-------- TEXTE FOURNI

Nul signe extérieur ne signale la crèche parentale des Fripounnets, au bout de la rue Raymond Py, à deux pas de la maison de retraite Renaudin. Heureusement, Julia Barbier, la présidente de l’association qui gère la crèche, m’attend devant l’entrée de l’immeuble. Quelques minutes après avoir fait connaissance, nous entrons dans un appartement situé au rez-de-chaussée, bien à l’abri des bruits de la ville.
Une relation parents-enfants privilégiée
De l’entrée où j’enlève mes chaussures, j’aperçois au fond en face de moi deux adultes dans ce qui se révélera être la cuisine. Sur la droite, une autre pièce, grande, dans laquelle se promène un (jeune) homme avec un enfant dans ses bras. Juste devant moi, un peu sur la droite, un grand casier. Dans chaque case, quelques effets d’enfants, surtout des chaussons.
Je découvrirai ensuite (sans y entrer) la pièce où peuvent dormir les plus petits et celle où dorment les plus grands (ils peuvent aussi y jouer). En avançant, je vois que la grande pièce est encore plus grande que je l’imaginais : on a probablement réuni salle à manger et salle de séjour. Cela constitue un espace agréable, d’autant plus qu’il n’est guère encombré.
Certains enfants me regardent, se demandant sans doute qui est cet inconnu, mais sans montrer plus d’émotion qu‘un peu de curiosité. Les autres continuent à vaquer à leurs occupations. Le calme domine. Le tapis de sol qui évite les bobos de ceux qui tomberaient étouffe aussi probablement les bruits. Une adulte est en train de donner à manger à deux bambins dans un coin (les enfants mangent à tour de rôle). Quelques jouets traînent par terre, mais c’est plutôt l’ordre et le rangement qui prévalent.
Je ne reste que quelques minutes, le temps de me faire une idée des lieux : ne dérangeons pas ces enfants. Je me retrouve quelques minutes plus tard à boire un thé en compagnie de Julia, la présidente de l’association, et de la responsable de la communication Irina Rybas qui nous a rejoints pour donner de plus amples explications. Toutes les deux ont un enfant dans cette crèche et, à ce titre, participent de près à son organisation et à sa vie au quotidien.
C’est d’ailleurs le principe d’une crèche parentale : des parents réunis en association gèrent les différents aspects administratifs de la vie de la crèche, en lien étroit avec l’équipe des professionnels qui se chargent de l’accueil de l’enfant ainsi que du contenu du projet pédagogique.

----------------
-------- MATÉRIEL FOURNI

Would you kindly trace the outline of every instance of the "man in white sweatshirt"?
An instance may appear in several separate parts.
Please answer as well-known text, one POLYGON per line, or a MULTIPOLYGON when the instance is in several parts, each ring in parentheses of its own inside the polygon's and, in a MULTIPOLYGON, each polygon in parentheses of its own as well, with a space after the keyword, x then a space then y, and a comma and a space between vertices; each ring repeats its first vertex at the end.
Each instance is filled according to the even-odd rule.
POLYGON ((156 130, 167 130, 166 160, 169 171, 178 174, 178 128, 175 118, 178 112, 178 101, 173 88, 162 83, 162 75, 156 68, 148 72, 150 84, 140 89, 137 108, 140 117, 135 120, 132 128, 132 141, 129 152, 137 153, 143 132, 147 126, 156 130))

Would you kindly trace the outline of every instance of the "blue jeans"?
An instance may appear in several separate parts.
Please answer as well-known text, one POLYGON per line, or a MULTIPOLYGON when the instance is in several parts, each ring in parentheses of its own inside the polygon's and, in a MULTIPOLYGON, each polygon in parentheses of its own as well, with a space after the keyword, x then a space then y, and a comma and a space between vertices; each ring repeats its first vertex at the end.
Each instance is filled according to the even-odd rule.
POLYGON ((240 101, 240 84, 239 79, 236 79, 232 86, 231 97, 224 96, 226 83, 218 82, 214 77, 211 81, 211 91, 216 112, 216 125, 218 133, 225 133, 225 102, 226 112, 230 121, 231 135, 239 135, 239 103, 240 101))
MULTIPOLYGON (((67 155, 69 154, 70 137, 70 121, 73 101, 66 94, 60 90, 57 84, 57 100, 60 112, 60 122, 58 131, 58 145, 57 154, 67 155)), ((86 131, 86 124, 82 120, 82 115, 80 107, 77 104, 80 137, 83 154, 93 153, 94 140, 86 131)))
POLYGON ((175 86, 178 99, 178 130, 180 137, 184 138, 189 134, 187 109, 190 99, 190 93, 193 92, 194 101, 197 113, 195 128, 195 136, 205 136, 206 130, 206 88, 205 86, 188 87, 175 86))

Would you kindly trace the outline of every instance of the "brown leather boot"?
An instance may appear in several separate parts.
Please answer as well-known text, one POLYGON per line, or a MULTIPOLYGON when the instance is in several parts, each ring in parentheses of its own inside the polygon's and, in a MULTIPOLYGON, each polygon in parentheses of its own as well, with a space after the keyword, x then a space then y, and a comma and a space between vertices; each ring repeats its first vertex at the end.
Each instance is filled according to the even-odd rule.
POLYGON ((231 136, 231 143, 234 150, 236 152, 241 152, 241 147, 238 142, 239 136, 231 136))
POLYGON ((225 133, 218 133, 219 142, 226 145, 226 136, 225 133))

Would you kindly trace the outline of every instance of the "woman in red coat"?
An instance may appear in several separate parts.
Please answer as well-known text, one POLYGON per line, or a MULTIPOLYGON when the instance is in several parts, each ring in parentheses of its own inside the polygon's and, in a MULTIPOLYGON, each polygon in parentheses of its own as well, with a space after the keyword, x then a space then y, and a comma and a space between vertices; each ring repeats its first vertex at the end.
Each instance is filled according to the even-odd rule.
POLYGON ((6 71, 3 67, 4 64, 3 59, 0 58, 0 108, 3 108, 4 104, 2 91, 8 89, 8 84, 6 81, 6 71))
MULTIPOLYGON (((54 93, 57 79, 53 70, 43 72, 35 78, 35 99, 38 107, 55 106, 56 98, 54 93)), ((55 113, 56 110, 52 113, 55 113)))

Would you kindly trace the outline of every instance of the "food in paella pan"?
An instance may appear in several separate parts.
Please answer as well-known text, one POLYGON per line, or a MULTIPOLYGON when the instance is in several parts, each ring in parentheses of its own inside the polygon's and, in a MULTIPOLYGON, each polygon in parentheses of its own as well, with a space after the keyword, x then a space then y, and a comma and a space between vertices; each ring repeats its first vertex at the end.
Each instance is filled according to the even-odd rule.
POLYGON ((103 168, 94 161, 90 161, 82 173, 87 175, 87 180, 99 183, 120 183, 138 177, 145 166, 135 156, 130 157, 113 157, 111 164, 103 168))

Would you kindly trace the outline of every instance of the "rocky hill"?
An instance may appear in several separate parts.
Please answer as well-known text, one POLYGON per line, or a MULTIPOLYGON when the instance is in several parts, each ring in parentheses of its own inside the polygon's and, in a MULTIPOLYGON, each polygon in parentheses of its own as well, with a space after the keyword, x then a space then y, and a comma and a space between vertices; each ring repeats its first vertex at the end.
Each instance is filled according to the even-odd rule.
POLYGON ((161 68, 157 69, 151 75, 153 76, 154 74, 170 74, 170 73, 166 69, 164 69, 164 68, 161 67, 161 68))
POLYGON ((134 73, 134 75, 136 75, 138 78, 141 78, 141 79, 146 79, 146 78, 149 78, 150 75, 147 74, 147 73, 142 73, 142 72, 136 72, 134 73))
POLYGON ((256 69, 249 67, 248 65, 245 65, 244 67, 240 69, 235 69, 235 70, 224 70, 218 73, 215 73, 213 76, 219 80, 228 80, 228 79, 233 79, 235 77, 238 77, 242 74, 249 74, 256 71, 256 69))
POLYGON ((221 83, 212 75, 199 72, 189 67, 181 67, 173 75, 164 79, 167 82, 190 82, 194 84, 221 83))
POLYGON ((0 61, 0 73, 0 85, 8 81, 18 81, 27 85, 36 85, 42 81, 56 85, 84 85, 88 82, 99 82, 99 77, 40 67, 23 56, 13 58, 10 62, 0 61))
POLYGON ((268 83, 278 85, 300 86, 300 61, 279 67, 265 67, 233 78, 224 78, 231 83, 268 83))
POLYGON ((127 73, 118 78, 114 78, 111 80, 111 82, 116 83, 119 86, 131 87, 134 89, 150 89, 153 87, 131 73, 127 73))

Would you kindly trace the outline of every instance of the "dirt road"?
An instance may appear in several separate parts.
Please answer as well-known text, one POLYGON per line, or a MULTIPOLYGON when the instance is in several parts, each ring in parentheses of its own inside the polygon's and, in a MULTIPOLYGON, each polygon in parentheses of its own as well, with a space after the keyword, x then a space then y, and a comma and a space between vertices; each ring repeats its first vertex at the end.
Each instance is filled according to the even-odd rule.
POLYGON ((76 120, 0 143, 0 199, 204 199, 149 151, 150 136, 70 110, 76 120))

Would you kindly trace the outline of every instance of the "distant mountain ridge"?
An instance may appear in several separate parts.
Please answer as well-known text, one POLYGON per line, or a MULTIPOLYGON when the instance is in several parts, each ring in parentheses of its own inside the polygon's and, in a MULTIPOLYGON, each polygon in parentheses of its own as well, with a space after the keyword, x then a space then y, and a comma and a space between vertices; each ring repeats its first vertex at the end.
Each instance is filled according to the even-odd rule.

----------------

CONSIGNE A:
Répondez aux questions suivantes à partir du texte sur la crèche des Fripounnets.
(i) Qui préside l'association qui gère la crèche ?
(ii) Quelle fonction Irina Rybas occupe-t-elle ?
(iii) Que contient surtout chaque case du grand casier ?
CONSIGNE B: Relevez dans le texte sur la crèche des Fripounnets tout le passage depuis « Certains enfants me » jusqu'à « rangement qui prévalent. ».

CORRIGÉ A:
(i) Julia Barbier.
(ii) Elle est responsable de la communication.
(iii) Surtout des chaussons.

CORRIGÉ B:
Certains enfants me regardent, se demandant sans doute qui est cet inconnu, mais sans montrer plus d’émotion qu‘un peu de curiosité. Les autres continuent à vaquer à leurs occupations. Le calme domine. Le tapis de sol qui évite les bobos de ceux qui tomberaient étouffe aussi probablement les bruits. Une adulte est en train de donner à manger à deux bambins dans un coin (les enfants mangent à tour de rôle). Quelques jouets traînent par terre, mais c’est plutôt l’ordre et le rangement qui prévalent.